| Text to read |
PC Mistakes: That's not how I want to solve that problem.

I read this article the other day, about the difficulty of seeing "Star Wars" as it was originally released (or close to it.)

Why Finding the Original 1977 Star Wars Verges on the Impossible

Basically the author explains how important it is to see the original movie, how he hasn't been able to, and how hard it is to do so. And then says:

"I couldn’t do laserdiscs because no sane person has a laserdisc player these days."

I read that and laughed. One of my friends of the past 15+ years or so buys and sells laserdiscs. Enough that it went from a side thing he did to a full-time job.

Getting a laserdisc player won't be trivial, but it's far from impossible - eBay has a selection for $100 or so. And then getting a laserdisc copy of "Star Wars" is possible. I know, I've seen one, and watched it.

This is not an impossible problem nor one that requires a crazy amount of resources to solve.

The thing is, I read this as, "I see a solution, but that's not how I want to solve it."

I think this is a trap you can fall into as a player.

It's easy to get tunnel vision and only see a few - or one - way to get past an obstacle:

"We can't get through that door without the key."

"We can't get past those guys without killing them."

etc.

But it can also be easy to reject a solution out of hand not because it's impossible, but because you reject an obvious solution.

"We can't defeat those guys without cold-based attacks and we don't want to invest in cold-based attack spells or liquid ice grenades."

"We can't bribe our way through without a lot of money and we don't want to pay a lot of money."

| Data provided |
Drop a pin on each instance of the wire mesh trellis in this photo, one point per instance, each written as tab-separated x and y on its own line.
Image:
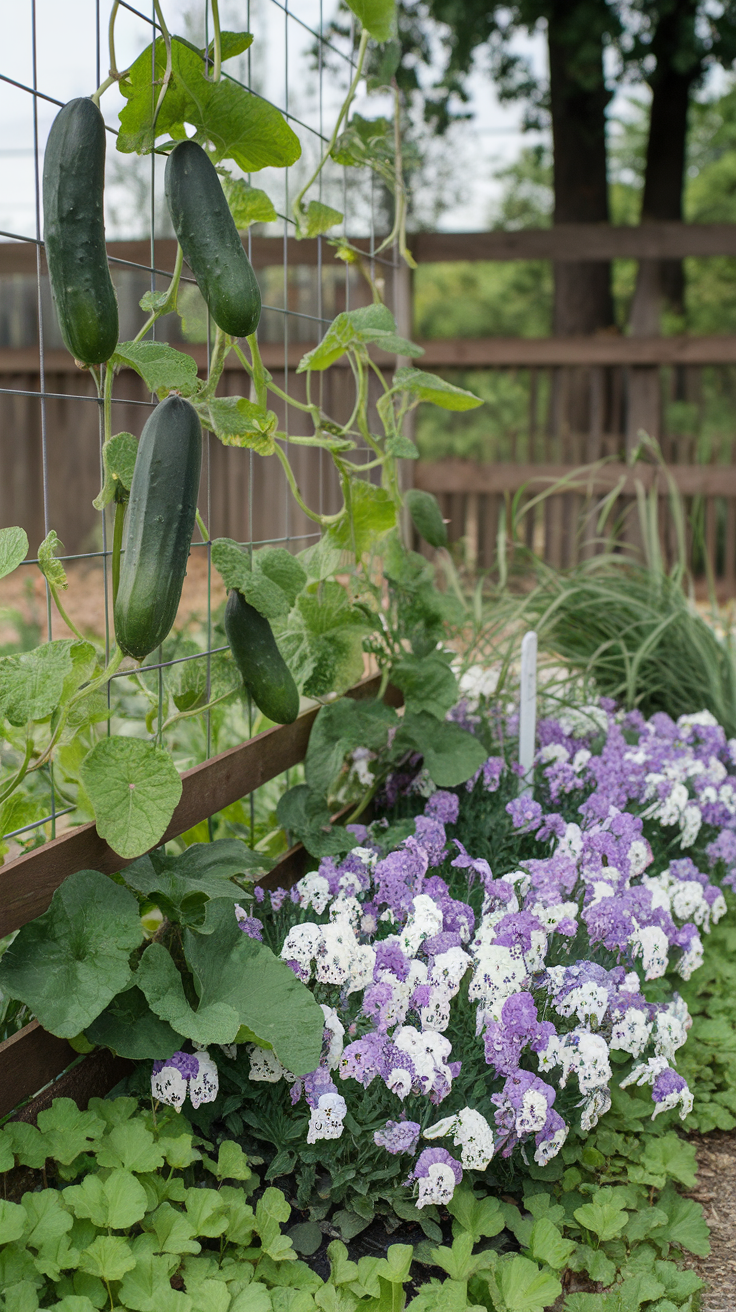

| Exercise tasks |
A. Answer these questions from the post on player mistakes:
(i) What price does the post give for a laserdisc player on eBay?
(ii) For how long has the friend who buys and sells laserdiscs been the writer's friend?
(iii) In the example about defeating "those guys," which two things do the players not want to invest in?
B. Decide whether each statement agrees with the post on player mistakes. Answer yes or no, and quote the words that settle it.
(i) The writer has watched a laserdisc copy of "Star Wars."
(ii) The friend's laserdisc trade is still only a side thing.
(iii) The post says getting a laserdisc player is trivial.
C. Write what comes next in the post on player mistakes, starting after its last example.

| Per-task outputs |
A.
(i) $100 or so.
(ii) The past 15+ years or so.
(iii) Cold-based attack spells and liquid ice grenades.

B.
(i) Yes: "I know, I've seen one, and watched it."
(ii) No: "Enough that it went from a side thing he did to a full-time job."
(iii) No: "Getting a laserdisc player won't be trivial, but it's far from impossible"

C.
etc.

Once you've rejected a solution, you can fall into a weird form of self-defeating thought. Instead of saying, "We'll do X unless we can think of a better solution" or "We can just do X and solve this problem," you end up with "Not X, so no solution." You wrack your brains and sit around noodling around on it and eating snacks and going off on tangents. All the solutions reject the obvious one, and eventually it's likely the answer is, "We can't do it" and not "Let's just do X."

In Felltower, we had this for a long time - there wasn't a way off of levels 2 and 3 down deeper. The silvery door was to a staircase but "the Lord of Spite's apartment" was how it was referred to. It was always rejected because, well, open that door and the Lord of Spite comes out. Eventually new players knew it was "the Lord of Spite's apartment" and not a staircase . . . and were shocked when they found it there were stairs down there. Similarly, we had an issue with opening a puzzle door using rotating statues because getting to all of the statues was hard . . . so people tried a lot of other ways to get through before they tried, you know, getting to all of the statues. We've seen the same in a lot of situations. We're probably doing it with something in Gamma Terra without realizing it.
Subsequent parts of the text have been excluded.